• [SET EXERCISE]
Pick up the blog post on yule and global warming right after its final line and keep writing it.

[BEGIN SELECTED EXTRACT]

Our word yule comes from the pre-Christian Scandinavian tradition of lighting fires to celebrate the warmth and light of the returning sun. Many indigenous people have also celebrated the shift to longer days and the impending rebirth of life when plants would spring up and animals would emerge from hibernation.

I have no idea where he’s going with that, but Merry Christmas Dave.

Thanks to reader Ed who sent in a picture that may or may not be Doc Suzuki.  You have no idea how easy it was not choose this as the hottie:

way too much going on here

Part Two: AGW Scaremongers

Joe Romm takes on something he calls the ‘dumbest denier myth’, the idea that progressives re-labeled global warming when the weather refused to follow the warming narrative.  His thesis makes a case that people called global warming ‘climate change’ and vice versa long before global warming stopped in 1998.  Okay, he didn’t say it exactly that way, but then he didn’t address the ‘global weirding‘ or ‘climate disruption‘ labels – both of which progressives invented after global warming and climate change became punch lines.

Oh noes, global warming will cause polar bears to get it on with grizzly bears and give us grolar bears, or something.  Who knew that hippies were against inter-racial species procreation?  Bigots!

[END SELECTED EXTRACT]
[BEGIN SUPPLIED RECORDS]

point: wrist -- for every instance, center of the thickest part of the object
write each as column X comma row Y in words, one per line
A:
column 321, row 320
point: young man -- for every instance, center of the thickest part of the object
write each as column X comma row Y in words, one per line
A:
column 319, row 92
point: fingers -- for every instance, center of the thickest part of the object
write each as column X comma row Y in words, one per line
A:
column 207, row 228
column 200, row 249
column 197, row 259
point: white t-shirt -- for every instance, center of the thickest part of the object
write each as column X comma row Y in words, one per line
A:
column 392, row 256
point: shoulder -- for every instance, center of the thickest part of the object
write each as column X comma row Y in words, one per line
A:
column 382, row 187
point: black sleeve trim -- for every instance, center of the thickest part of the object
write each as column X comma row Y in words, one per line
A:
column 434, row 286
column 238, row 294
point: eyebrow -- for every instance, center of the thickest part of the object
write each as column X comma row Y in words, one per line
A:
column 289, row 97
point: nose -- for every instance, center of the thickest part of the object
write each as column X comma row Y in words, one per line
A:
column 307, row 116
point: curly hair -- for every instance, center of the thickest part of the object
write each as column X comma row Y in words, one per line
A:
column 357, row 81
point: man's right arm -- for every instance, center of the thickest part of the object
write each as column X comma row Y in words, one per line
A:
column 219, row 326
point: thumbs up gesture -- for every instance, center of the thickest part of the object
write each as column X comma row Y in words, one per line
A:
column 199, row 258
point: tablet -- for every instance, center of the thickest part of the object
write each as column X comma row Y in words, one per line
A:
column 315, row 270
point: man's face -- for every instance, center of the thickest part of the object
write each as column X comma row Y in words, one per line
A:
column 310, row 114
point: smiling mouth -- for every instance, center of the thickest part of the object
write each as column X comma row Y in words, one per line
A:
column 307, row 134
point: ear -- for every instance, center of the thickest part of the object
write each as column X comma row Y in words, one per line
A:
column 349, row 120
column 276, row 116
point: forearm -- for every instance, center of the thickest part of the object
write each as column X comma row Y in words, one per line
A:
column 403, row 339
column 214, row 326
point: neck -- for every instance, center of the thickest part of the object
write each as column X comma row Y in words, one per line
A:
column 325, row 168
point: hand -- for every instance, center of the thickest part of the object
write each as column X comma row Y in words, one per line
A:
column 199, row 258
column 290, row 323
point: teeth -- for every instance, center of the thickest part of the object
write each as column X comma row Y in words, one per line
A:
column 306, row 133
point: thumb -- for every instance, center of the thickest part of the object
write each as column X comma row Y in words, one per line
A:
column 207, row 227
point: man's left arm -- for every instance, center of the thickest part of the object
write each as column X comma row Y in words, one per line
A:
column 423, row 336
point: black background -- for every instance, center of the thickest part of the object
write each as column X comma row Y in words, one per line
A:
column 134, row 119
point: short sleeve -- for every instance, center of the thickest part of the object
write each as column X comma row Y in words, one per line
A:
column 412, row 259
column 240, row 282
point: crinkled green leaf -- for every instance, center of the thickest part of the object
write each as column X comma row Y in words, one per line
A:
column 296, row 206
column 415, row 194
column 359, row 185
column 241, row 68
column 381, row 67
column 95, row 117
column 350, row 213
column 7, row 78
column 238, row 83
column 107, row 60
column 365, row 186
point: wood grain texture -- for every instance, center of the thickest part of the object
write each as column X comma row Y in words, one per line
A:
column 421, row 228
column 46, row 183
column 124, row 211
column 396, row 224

[END SUPPLIED RECORDS]

• [TASK OUTPUT]
Sir David Attenborough wants TV shows in the UK to be allowed to push opinions.  As long as the opinions are approved, naturally.

Oh noes, Gaia is angry – she is going to ‘strike back‘.  AP journalists mistake a planet for a living entity and a Star Wars plotline, or something:

This was the year the Earth struck back. Earthquakes, heat waves, floods, volcanoes, super typhoons, blizzards, landslides and droughts killed at least a quarter million people in 2010 – the deadliest year in more than a generation. More people were killed worldwide by natural disasters this year than have been killed in terrorism attacks in the past 40 years combined.

Watts is unimpressed.

Wikileaks unmasked some behind the scenes action from 2009’s Hopenchangen in Copenhagen and discovered the Obama administration had played a game of ‘nice country, shame if something happened to it‘ with nations not toeing the green line.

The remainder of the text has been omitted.